▶ [Data shown]:
___

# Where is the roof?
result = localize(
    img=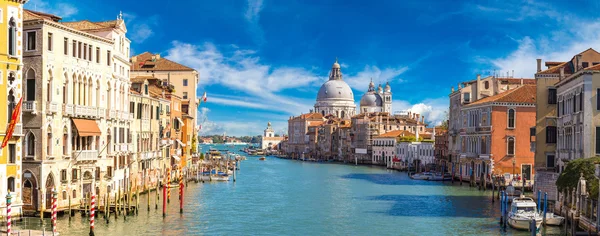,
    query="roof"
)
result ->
[23,9,62,22]
[62,20,119,31]
[468,84,536,106]
[131,52,194,71]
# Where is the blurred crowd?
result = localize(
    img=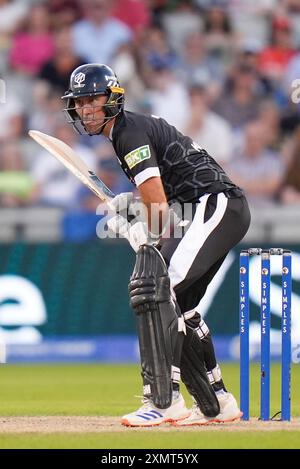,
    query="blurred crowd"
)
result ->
[0,0,300,234]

___

▶ [Task requirements]: Tally the lines in the listing above that contain the string "blurred", treating uppercase and lowercase as different, and give only the number.

▶ [The solution]: 2